> [Given exercise]
Reproduce the guide on paying yourself from a limited company alongside a PAYE job word for word.

*** Page extract ***

If you run a limited company alongside a full-time PAYE job, the standard advice about director salaries and dividends does not apply to you. Most articles assume your limited company is your only income source. That assumption leads to bad advice if you have a separate employment.
Your personal allowance of £12,570 is already used by your job. Your basic rate band is partly filled. Your employment pays the employer National Insurance (NI) you would otherwise owe on a director salary. The tax arithmetic changes completely.
This guide explains exactly how to pay yourself from a limited company when you already have a PAYE job. We cover salary versus dividends, NI thresholds, tax code interactions, and the traps that catch directors who follow generic advice.
Why the Standard Director Salary Strategy Does Not Work for You
The standard strategy for a director with no other income is to take a salary of £12,570 (matching the personal allowance) and then take dividends up to the basic rate band. That salary avoids income tax and employee NI, and if your company qualifies for the Employment Allowance, it also avoids employer NI.
That strategy only works because the director has no other income using their personal allowance.
If you have a PAYE job paying £30,000, your personal allowance is fully allocated to that employment. Your employer handles your tax code and deducts the correct tax through PAYE. If you then pay yourself a £12,570 salary from your limited company, you trigger income tax on every pound of that salary because your personal allowance is already used.

*** Dataset rows ***

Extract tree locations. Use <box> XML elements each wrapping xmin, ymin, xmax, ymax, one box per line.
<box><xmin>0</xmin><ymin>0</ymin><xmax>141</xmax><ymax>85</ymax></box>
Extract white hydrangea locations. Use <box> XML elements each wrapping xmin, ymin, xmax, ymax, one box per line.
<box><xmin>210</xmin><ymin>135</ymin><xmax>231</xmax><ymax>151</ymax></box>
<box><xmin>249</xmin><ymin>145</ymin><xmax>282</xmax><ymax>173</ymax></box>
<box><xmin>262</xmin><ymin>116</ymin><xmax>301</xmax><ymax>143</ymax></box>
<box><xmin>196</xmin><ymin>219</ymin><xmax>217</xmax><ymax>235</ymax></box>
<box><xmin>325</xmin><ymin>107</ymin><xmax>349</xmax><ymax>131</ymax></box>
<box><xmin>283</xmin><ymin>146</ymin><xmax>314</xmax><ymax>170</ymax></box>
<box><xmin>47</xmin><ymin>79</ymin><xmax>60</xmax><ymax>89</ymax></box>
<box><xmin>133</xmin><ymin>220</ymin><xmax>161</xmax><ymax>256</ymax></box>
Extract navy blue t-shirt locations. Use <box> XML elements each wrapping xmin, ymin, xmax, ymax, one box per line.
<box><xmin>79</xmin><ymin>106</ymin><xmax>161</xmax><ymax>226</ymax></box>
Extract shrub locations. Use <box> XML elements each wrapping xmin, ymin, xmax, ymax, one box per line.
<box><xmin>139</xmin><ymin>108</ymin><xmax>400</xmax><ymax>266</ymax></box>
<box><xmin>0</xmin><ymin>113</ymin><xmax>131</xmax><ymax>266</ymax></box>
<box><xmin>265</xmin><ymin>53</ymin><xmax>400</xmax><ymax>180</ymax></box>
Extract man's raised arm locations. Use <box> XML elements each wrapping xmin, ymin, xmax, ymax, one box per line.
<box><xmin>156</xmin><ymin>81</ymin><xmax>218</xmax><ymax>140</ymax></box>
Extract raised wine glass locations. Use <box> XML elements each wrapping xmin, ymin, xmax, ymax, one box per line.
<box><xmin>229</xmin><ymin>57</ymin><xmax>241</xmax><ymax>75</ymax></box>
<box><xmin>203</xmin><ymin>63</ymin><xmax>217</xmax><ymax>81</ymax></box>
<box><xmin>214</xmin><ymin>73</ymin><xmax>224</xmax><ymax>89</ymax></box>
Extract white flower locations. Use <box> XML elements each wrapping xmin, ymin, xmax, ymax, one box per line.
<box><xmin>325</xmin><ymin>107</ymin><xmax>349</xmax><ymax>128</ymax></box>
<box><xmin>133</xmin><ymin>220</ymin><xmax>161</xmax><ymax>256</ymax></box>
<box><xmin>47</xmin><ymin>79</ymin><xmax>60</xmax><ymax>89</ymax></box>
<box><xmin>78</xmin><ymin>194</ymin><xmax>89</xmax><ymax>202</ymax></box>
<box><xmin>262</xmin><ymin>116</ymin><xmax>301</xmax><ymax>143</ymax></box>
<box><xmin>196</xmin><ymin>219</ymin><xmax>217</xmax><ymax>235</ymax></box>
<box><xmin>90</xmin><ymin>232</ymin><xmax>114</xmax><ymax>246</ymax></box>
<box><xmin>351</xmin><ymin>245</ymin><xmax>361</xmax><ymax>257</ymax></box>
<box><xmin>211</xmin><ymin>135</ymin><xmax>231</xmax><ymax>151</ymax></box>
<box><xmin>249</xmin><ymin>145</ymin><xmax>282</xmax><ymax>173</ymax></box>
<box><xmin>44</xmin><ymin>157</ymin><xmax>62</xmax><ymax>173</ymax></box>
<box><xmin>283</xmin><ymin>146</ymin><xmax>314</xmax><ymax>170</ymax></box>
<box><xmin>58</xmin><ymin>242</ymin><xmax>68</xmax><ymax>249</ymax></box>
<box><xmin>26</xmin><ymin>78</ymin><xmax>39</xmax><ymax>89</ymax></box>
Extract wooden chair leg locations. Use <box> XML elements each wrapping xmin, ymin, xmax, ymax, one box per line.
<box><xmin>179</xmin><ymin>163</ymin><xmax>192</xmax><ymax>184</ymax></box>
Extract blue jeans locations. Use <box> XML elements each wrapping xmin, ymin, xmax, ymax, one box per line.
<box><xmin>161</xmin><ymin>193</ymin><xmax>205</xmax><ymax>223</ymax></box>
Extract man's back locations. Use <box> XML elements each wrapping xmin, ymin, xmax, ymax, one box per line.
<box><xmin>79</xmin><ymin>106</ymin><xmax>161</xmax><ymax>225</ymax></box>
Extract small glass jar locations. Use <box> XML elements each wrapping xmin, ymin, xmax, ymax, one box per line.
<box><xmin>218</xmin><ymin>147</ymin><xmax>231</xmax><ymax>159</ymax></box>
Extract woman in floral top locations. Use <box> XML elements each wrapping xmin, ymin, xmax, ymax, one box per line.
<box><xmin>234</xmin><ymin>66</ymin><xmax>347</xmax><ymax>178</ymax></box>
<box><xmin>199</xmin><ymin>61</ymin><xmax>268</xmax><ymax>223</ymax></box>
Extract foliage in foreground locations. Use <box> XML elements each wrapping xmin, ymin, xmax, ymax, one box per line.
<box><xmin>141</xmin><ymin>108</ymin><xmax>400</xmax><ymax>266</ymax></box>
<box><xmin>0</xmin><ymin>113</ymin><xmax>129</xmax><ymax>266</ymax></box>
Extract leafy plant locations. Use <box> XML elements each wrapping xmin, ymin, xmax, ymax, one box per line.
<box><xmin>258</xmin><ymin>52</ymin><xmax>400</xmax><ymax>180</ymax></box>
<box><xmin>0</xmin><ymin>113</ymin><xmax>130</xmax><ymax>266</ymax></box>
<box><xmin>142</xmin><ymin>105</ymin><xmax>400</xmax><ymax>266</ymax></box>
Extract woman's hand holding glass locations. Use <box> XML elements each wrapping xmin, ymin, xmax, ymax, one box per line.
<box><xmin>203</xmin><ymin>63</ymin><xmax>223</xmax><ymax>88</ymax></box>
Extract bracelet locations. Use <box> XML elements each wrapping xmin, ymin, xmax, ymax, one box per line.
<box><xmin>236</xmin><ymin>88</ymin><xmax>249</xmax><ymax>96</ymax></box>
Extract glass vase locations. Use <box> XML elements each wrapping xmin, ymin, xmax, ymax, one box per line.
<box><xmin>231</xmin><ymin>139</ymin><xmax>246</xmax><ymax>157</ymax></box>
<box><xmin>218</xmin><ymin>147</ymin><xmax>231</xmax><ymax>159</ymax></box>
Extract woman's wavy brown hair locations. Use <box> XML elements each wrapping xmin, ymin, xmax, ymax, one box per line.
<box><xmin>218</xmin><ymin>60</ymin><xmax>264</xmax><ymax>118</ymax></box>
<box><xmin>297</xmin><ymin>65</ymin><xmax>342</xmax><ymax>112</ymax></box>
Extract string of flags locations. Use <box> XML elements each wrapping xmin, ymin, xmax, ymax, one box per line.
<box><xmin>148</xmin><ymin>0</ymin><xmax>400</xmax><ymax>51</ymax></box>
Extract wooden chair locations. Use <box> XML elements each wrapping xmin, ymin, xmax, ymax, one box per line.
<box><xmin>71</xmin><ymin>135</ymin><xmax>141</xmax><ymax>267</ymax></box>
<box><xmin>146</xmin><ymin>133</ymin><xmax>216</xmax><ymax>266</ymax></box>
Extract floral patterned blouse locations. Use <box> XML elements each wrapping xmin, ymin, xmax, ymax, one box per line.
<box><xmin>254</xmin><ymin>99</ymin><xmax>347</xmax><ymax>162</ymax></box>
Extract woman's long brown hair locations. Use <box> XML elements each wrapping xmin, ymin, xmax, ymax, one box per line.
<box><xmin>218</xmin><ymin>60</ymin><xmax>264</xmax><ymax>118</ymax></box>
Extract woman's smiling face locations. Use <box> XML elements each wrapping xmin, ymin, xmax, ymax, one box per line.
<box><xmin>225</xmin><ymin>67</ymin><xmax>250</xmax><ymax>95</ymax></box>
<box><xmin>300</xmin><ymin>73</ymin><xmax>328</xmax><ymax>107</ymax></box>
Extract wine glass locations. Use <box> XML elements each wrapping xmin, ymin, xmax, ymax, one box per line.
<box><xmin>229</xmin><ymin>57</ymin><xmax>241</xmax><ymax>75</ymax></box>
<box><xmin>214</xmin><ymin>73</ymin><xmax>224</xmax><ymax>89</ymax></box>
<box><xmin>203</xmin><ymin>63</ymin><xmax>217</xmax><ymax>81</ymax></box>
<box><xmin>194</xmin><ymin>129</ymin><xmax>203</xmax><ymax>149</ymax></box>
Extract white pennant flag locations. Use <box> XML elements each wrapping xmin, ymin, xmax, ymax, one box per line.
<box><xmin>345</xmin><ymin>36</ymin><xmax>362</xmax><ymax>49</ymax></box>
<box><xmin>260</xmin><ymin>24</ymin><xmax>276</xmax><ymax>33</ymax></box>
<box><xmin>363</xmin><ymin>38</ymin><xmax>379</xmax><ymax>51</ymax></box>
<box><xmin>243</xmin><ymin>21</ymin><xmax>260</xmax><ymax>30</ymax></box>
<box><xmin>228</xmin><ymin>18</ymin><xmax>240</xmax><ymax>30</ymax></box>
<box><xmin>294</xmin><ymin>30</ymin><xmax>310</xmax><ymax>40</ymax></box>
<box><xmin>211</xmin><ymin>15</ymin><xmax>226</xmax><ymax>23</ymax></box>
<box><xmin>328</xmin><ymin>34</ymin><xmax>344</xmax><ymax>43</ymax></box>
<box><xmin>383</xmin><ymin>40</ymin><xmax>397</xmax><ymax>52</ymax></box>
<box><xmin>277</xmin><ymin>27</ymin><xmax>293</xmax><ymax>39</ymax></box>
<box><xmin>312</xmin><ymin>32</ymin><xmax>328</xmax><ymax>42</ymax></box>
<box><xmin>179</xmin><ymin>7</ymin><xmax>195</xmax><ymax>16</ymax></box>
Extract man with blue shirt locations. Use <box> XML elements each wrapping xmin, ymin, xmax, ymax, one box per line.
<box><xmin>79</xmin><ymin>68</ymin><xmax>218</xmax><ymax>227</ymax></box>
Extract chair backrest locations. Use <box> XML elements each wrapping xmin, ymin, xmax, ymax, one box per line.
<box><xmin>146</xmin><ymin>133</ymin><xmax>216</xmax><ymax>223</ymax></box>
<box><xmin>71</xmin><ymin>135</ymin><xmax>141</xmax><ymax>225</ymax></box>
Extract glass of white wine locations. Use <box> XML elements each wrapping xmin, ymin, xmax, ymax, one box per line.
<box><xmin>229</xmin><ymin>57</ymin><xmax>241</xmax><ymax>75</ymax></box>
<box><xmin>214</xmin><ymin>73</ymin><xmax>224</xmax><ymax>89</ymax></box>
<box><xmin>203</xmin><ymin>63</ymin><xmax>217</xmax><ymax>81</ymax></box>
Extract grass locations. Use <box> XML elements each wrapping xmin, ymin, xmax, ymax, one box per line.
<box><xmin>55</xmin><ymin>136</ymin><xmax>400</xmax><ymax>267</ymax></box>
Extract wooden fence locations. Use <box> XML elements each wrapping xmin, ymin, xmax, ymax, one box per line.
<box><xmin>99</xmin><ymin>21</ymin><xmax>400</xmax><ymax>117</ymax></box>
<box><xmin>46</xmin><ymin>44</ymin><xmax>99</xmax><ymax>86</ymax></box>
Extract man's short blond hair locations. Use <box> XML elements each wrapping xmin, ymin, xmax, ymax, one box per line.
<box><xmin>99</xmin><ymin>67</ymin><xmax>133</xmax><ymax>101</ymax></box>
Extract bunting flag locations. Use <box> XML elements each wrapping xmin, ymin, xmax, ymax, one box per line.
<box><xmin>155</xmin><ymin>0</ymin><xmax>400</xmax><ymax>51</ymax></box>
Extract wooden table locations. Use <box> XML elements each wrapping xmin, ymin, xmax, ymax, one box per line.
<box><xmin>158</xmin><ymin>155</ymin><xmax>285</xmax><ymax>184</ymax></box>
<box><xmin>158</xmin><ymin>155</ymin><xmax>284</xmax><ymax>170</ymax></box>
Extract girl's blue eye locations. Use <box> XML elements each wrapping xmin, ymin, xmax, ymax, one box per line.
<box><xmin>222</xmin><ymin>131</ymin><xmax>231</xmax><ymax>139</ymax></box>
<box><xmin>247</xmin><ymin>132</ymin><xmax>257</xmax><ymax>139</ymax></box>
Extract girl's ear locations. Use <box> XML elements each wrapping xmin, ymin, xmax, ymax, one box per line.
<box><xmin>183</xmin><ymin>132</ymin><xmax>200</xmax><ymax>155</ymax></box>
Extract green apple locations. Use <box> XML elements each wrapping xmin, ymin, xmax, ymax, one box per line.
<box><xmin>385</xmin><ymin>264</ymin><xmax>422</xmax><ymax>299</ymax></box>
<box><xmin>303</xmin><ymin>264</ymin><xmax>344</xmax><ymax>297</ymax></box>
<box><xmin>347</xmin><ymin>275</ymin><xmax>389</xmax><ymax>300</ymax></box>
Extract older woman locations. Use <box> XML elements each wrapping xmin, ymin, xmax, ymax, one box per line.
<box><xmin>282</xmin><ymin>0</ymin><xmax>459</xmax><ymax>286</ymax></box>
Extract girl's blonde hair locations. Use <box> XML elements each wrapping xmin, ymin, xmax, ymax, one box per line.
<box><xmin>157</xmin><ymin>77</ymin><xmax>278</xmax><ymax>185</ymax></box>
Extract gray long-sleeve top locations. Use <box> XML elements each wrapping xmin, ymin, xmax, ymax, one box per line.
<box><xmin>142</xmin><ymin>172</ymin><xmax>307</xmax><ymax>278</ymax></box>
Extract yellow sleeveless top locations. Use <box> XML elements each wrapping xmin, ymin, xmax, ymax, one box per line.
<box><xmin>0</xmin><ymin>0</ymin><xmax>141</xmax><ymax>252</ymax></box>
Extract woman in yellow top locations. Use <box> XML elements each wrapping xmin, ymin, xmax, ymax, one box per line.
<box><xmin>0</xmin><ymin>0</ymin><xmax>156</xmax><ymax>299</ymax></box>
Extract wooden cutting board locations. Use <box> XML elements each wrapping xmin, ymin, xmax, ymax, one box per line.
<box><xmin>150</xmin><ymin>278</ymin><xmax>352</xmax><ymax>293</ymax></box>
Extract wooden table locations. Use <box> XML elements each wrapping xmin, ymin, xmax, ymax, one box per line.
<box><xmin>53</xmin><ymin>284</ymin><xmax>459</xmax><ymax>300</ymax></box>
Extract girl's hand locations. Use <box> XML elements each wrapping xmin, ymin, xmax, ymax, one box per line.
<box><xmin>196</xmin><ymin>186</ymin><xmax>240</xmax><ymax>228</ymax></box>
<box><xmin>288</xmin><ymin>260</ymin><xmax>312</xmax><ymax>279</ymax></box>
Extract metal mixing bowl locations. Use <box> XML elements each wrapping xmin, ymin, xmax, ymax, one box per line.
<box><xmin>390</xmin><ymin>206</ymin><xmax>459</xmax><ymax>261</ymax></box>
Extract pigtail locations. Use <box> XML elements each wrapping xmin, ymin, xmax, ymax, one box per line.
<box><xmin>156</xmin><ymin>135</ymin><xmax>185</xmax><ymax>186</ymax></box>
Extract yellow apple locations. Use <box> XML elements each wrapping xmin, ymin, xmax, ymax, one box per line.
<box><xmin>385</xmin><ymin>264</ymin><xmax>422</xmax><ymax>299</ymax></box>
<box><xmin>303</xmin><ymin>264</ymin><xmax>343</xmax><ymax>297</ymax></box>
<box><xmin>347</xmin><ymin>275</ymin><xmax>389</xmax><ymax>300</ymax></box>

***

> [Right answer]
If you run a limited company alongside a full-time PAYE job, the standard advice about director salaries and dividends does not apply to you. Most articles assume your limited company is your only income source. That assumption leads to bad advice if you have a separate employment.
Your personal allowance of £12,570 is already used by your job. Your basic rate band is partly filled. Your employment pays the employer National Insurance (NI) you would otherwise owe on a director salary. The tax arithmetic changes completely.
This guide explains exactly how to pay yourself from a limited company when you already have a PAYE job. We cover salary versus dividends, NI thresholds, tax code interactions, and the traps that catch directors who follow generic advice.
Why the Standard Director Salary Strategy Does Not Work for You
The standard strategy for a director with no other income is to take a salary of £12,570 (matching the personal allowance) and then take dividends up to the basic rate band. That salary avoids income tax and employee NI, and if your company qualifies for the Employment Allowance, it also avoids employer NI.
That strategy only works because the director has no other income using their personal allowance.
If you have a PAYE job paying £30,000, your personal allowance is fully allocated to that employment. Your employer handles your tax code and deducts the correct tax through PAYE. If you then pay yourself a £12,570 salary from your limited company, you trigger income tax on every pound of that salary because your personal allowance is already used.